• _Exercise aim_
Pull out, unchanged, the lines of the records below from the line containing "Target: blue plastic barrel" through the end of the records, with both ends included.

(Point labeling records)
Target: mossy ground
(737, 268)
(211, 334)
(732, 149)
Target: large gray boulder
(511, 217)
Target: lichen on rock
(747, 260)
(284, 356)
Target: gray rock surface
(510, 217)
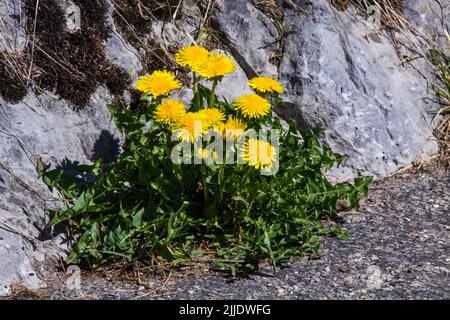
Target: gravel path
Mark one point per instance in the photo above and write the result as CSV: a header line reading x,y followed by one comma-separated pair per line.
x,y
399,250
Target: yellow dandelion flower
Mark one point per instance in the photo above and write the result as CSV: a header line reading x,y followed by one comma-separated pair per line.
x,y
189,56
159,83
212,116
266,84
215,65
169,111
259,154
232,129
252,105
189,127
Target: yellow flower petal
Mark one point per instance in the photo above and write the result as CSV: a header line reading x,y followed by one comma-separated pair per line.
x,y
215,65
266,84
189,56
252,106
232,129
212,116
169,111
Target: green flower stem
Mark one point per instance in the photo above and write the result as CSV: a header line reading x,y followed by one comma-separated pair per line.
x,y
213,93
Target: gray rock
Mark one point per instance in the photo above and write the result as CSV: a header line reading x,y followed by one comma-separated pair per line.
x,y
430,17
251,36
52,130
341,77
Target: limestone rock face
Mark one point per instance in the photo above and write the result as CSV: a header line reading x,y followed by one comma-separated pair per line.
x,y
250,35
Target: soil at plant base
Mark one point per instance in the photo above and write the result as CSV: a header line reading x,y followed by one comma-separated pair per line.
x,y
399,250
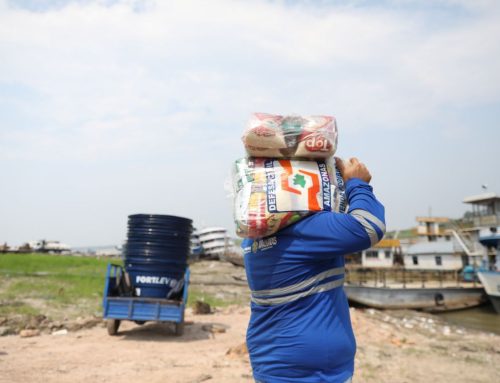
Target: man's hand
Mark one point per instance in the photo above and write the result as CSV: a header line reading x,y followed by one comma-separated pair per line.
x,y
352,168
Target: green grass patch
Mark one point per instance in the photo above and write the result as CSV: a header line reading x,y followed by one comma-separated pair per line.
x,y
19,308
212,300
56,280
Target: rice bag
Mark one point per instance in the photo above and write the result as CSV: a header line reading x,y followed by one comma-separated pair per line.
x,y
311,137
271,194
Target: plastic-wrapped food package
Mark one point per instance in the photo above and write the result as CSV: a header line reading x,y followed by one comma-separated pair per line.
x,y
271,194
311,137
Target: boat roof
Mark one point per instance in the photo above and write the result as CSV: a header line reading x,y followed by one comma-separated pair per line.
x,y
435,247
482,198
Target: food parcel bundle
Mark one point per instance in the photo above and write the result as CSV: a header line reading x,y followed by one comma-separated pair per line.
x,y
274,136
271,194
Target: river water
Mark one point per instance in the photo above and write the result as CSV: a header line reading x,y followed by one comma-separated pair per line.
x,y
482,318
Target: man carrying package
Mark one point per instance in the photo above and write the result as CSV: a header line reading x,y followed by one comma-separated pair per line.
x,y
300,328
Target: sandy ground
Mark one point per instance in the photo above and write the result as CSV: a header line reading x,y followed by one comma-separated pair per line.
x,y
392,347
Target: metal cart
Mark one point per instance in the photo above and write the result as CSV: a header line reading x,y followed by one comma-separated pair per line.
x,y
120,304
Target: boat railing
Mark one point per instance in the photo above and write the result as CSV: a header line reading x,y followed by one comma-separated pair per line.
x,y
400,277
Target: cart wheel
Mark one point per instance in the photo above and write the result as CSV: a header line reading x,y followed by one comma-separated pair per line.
x,y
113,325
179,328
140,322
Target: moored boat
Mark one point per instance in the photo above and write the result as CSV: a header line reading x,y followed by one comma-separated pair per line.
x,y
432,291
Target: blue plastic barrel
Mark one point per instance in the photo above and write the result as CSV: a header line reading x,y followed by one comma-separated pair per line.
x,y
156,254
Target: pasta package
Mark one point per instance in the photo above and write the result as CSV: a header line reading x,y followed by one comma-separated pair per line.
x,y
275,136
271,194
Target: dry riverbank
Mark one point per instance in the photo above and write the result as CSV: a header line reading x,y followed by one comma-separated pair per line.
x,y
392,347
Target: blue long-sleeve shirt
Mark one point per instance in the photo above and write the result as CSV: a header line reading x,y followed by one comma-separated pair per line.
x,y
300,329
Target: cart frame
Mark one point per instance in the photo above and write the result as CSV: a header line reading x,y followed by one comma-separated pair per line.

• _Response_
Target: blue plastic barrel
Mark one point per instance in the photo above and write the result as CSV: a header line reading x,y followed by one comma-separated pair per line.
x,y
156,254
Target: pasta package
Mark one point per instance in the photo above and write the result as CSV: a header line reading x,y followed by one comma-separated pair per line.
x,y
275,136
271,194
Target: dry riverbank
Mark one point per instance in the photo above and write the result as CSV: a header line reading x,y followed by one comma-separated pair per line.
x,y
392,347
Target: blue long-sleeve shirt
Mark one point per instance in the photo above and write the result as CSV: a header line reading x,y followed by one comma-separated pair per line.
x,y
300,329
Target: cart frame
Mark one point per instance in the photo above and write the result as CSV: a header line reading x,y followed by one comma-separated pair per line.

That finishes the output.